Convert the items below into a two-column CSV with the header item_text,item_answer and one row per item. Put each field in double quotes, replace line breaks with spaces, and omit the pictures.

BEGIN Data in this exercise

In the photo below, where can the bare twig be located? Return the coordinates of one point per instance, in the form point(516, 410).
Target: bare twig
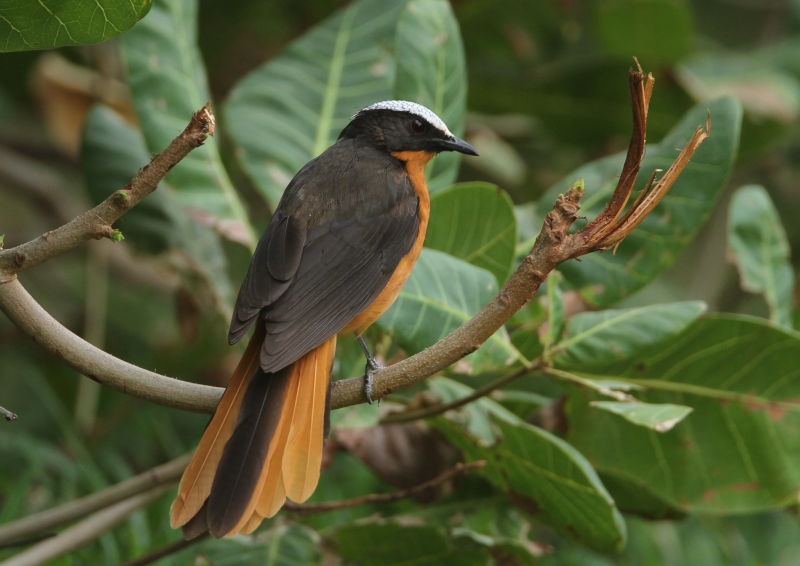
point(8, 414)
point(97, 222)
point(553, 246)
point(85, 531)
point(166, 550)
point(163, 475)
point(313, 508)
point(434, 410)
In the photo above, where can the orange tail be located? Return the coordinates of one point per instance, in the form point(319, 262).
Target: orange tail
point(267, 445)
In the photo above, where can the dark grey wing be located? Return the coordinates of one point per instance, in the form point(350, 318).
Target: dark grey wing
point(337, 237)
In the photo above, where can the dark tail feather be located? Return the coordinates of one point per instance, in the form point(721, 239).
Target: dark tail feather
point(197, 525)
point(239, 470)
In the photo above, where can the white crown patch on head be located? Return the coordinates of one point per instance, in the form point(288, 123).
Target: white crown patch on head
point(411, 108)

END Data in this exercise

* The reply *
item_text,item_answer
"In the photo below, where can the bare twig be located? Return the coordinates of one point per instance, in the form point(516, 410). Target: bare twig","point(8, 414) point(97, 222) point(553, 246) point(85, 531) point(166, 550) point(163, 475) point(313, 508) point(434, 410)"
"In the photo above, where can the orange tail be located? Return the coordinates of one point per instance, in the form point(319, 262). Target: orange tail","point(267, 445)"
"In the photo above, where can the dark grey wing be located? Return the coordinates of one point per instance, in the form point(350, 318). Target: dark grey wing","point(337, 237)"
"In the photo above, where can the dark tail feather be located? Return the coordinates of one point per instance, in the form point(721, 239). Target: dark tail feather","point(197, 525) point(239, 470)"
"In the photo above, where can the white crown patch on head be located? Return the coordinates of one point per instance, in the form point(288, 123). Target: white crown patch on head","point(411, 108)"